**Text shown:**
_ _ _ _ _ _ _

My Diagnosis (If You Really Wanna Know)

 Often people get around to asking me what makes me crippled.


I then say what I believe to be true. I don't take the opportunity to make up  some bull shit, like some cripples I’ve known. I heard someone ask that question of a friend of mine once and she replied, “I got hit by an  airplane.” I don't blame her for saying something like that. It’s hard to be set up so perfectly for a joke and not take a swing. But I always just say what I think my medical diagnosis is. And then I  say I don’t know what my official diagnosis is because I haven’t taken the time to find out for sure. And the reason that I haven’t taken the time to find out for sure is because I really don’t care much what my diagnosis is.


A lot of people seem like they’re surprised to hear me say that. Maybe that’s because a lot of people seem to think that a cripple’s primary quest in life is to find out as much as they can about their diagnosis and then do a lot of therapies and exercises and shit like that accordingly, as if we’re preparing for a boxing match.


But most of the cripples that I’ve ever met aren’t motivated in that way. Like most people, what motivates them is they're just trying to get laid. And all that exercise and therapy stuff gets in the way of achieving that goal, unless you think that a physical therapy gym is the kind of place where you should hang around if you’re looking to get laid.

_ _ _ _ _ _ _

**Information supplied:**
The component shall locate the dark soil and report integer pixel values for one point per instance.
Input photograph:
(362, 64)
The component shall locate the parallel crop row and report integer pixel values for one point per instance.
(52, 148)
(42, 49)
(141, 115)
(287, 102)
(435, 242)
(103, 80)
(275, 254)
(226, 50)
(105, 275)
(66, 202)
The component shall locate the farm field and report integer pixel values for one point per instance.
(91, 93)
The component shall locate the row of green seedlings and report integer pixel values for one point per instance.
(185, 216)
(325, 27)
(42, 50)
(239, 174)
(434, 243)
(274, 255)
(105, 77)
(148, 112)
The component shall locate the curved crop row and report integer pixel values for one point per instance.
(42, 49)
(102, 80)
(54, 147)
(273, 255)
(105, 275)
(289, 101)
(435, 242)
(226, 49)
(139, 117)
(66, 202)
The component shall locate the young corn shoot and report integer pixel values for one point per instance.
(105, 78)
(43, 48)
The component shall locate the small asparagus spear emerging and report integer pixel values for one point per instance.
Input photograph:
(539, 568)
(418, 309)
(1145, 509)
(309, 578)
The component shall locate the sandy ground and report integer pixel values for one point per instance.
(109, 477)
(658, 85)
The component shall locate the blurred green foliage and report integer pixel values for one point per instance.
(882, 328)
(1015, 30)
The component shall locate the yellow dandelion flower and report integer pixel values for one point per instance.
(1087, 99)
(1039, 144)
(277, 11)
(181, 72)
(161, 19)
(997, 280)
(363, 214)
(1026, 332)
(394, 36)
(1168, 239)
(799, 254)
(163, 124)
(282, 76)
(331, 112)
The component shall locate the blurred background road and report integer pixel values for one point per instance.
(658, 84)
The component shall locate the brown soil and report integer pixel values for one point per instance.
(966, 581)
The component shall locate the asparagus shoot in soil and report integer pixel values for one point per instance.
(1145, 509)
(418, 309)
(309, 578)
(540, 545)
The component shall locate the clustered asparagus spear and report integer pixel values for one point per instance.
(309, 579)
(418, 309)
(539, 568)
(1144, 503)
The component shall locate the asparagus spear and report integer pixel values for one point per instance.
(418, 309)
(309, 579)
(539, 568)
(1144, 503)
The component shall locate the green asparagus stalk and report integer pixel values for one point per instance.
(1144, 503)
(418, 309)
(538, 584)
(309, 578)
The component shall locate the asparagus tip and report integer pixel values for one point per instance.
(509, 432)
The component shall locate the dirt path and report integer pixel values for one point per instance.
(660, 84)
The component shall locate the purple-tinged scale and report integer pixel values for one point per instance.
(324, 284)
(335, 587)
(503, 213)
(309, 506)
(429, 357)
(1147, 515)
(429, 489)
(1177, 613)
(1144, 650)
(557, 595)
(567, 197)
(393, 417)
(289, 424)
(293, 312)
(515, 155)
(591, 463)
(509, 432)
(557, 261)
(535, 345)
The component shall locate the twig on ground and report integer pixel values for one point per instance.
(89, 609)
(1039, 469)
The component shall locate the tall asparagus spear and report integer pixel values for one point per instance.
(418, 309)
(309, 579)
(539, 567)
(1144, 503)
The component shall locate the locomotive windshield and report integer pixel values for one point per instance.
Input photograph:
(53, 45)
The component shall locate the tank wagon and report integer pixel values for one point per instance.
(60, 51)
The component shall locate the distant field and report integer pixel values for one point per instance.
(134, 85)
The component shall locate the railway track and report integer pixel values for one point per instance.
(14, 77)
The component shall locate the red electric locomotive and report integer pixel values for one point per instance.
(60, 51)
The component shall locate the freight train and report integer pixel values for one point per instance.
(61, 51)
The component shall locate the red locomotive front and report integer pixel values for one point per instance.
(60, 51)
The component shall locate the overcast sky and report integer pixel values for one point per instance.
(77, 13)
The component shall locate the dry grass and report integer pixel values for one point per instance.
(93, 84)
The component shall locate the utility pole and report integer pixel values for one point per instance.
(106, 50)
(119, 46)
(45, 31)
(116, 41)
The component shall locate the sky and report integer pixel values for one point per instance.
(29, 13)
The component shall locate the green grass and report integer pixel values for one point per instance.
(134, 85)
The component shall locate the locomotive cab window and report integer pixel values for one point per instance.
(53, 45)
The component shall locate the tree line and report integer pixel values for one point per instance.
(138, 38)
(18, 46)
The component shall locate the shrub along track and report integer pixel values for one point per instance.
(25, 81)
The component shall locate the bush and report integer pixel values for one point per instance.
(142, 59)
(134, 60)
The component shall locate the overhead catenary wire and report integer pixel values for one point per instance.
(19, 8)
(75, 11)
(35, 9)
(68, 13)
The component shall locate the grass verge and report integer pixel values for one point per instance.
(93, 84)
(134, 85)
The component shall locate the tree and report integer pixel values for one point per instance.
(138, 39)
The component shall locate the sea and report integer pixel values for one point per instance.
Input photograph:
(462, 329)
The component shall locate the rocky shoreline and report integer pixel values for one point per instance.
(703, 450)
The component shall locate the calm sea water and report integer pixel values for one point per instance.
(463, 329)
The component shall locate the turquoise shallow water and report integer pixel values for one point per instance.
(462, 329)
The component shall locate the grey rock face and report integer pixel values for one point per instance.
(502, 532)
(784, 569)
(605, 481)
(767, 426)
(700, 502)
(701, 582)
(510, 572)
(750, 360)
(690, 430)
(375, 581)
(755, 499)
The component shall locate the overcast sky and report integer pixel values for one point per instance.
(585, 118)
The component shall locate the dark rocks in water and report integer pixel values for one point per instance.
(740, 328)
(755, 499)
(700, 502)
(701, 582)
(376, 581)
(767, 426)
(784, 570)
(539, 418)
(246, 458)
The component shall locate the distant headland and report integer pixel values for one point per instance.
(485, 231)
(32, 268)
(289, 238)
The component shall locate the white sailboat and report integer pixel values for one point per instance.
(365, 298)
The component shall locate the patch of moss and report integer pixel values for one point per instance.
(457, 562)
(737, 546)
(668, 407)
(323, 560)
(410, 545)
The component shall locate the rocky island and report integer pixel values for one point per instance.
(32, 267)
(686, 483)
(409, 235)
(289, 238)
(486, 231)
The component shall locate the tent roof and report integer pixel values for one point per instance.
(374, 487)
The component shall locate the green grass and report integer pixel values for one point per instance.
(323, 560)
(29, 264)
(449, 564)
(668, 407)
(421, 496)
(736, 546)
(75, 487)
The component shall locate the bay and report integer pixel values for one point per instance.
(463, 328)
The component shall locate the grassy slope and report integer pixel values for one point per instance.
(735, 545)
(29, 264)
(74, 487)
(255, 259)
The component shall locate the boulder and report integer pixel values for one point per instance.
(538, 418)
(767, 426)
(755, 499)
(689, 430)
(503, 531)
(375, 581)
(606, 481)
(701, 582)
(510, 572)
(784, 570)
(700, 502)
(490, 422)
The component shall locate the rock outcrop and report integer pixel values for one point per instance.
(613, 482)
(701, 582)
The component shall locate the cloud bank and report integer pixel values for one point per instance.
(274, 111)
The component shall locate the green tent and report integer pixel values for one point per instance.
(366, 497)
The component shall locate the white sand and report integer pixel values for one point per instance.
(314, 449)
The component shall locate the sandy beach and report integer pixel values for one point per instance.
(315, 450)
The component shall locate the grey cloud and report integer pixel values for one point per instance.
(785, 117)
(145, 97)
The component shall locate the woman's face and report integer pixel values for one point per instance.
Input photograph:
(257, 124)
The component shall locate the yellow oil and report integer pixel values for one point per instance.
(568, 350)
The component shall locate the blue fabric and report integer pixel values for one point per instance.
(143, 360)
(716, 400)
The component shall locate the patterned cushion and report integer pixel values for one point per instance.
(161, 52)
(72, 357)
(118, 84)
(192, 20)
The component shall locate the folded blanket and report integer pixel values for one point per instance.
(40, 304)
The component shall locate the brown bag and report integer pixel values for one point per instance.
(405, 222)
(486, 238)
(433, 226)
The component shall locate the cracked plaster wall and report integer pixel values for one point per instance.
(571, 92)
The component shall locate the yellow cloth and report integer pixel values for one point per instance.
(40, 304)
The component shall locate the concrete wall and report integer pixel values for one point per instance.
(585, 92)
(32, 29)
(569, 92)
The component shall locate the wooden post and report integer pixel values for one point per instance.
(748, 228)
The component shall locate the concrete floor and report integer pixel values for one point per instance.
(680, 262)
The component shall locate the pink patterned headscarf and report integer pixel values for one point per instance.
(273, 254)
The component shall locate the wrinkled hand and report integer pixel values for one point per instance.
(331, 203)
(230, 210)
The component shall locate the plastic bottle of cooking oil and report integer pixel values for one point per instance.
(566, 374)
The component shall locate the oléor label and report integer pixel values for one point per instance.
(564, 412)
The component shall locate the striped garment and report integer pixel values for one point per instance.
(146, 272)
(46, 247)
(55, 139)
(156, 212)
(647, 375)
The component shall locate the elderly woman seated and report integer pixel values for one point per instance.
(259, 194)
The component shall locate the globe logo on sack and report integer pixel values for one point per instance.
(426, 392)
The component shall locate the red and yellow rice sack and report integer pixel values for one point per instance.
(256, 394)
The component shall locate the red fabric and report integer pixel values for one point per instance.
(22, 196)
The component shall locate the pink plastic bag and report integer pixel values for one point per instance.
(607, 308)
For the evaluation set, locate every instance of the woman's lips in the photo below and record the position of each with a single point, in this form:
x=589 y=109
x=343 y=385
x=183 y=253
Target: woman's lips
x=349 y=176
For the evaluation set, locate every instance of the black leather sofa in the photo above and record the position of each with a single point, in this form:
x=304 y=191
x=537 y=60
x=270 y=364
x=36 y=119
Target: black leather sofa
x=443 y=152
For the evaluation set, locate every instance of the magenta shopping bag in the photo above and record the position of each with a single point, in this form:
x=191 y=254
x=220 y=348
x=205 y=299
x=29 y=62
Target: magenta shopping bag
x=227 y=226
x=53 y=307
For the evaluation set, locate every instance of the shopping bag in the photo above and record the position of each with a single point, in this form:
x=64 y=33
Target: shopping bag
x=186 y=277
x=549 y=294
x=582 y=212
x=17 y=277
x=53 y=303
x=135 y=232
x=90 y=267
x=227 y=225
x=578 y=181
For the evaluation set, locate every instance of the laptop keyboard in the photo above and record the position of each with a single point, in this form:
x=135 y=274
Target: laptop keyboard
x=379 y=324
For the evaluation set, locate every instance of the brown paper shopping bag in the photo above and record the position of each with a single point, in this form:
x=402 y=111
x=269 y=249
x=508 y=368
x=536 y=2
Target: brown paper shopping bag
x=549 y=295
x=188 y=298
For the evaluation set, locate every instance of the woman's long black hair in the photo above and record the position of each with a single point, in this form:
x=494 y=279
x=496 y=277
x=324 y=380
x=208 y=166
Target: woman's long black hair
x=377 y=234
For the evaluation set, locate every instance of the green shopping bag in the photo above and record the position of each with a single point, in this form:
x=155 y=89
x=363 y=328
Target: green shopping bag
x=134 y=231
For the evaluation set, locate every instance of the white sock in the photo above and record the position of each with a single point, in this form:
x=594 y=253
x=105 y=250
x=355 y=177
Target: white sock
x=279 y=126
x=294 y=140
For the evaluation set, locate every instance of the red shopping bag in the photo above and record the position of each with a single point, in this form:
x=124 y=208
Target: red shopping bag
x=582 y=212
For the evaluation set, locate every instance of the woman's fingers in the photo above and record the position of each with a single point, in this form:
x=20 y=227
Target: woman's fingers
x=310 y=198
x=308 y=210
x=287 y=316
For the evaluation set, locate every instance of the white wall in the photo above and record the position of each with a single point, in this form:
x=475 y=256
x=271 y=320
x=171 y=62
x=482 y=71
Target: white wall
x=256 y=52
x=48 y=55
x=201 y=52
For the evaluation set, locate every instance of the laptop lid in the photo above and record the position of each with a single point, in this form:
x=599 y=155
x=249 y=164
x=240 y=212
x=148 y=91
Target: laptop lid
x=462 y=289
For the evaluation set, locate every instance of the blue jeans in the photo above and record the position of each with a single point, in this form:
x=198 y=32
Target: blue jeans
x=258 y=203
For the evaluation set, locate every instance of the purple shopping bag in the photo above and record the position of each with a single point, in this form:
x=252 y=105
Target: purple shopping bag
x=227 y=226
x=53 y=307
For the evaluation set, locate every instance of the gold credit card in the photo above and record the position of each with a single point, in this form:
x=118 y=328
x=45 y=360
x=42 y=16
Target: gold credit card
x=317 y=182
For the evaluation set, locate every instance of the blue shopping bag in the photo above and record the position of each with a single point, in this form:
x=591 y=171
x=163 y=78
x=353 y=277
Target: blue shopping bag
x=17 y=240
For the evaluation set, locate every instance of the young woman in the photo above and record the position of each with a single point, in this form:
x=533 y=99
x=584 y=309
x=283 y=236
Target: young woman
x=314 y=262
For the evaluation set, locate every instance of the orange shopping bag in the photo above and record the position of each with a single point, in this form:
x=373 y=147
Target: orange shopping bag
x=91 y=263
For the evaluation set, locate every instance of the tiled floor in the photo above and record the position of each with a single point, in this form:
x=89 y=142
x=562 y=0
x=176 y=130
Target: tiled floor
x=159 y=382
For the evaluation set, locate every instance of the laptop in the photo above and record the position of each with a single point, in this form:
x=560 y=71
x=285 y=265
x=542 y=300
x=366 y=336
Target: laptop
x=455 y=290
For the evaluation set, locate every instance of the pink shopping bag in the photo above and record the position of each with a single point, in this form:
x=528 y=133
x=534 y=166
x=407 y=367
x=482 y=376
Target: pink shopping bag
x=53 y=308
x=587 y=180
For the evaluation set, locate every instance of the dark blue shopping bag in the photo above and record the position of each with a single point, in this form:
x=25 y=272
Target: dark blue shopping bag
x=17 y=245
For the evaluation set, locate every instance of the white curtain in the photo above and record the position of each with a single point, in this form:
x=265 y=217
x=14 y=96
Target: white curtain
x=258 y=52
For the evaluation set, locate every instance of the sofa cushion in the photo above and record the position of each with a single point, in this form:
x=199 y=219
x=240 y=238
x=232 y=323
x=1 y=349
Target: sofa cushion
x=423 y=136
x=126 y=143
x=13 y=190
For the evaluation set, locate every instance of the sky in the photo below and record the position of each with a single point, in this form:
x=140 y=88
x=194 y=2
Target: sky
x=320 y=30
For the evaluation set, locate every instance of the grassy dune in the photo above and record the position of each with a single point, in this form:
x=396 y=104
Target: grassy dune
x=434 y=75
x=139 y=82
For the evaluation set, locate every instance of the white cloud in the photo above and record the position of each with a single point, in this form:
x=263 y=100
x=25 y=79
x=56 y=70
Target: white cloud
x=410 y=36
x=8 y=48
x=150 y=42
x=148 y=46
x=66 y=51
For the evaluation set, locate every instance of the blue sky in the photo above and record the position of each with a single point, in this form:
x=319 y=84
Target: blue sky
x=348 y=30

_ _ _ _ _ _ _

**Instructions:**
1. In the paragraphs under the heading of the essay about the writer's diagnosis, every time the word "diagnosis" appears, what word comes directly before it? List each in order.
2. Carry on the essay about the writer's diagnosis, starting right after its last sentence.
The entries above are separate material and have nothing to do with the essay about the writer's diagnosis.

**Written answers:**
1.
1. medical
2. official
3. my
4. their

2.
I feel much more solidarity with those cripples who are just trying to get laid, which is another reason why I don't care much about my diagnosis. Maybe I  fear that the more I dwell on it the  more likely I am to run into people who are determined to cure me. Sure enough, there is a group that is out to cure that which makes me crippled. I try my best to stay away from them because  I ‘m afraid that if I get within sniffing distance of them they’ll try to recruit me. Although it wouldn’t do them much good if they did because about the only suitable poster that they could put me on would have to say something like, ”Please cure me so it’ll be easier for me to get laid.”


 I don’t think that would inspire many people to open up their wallets.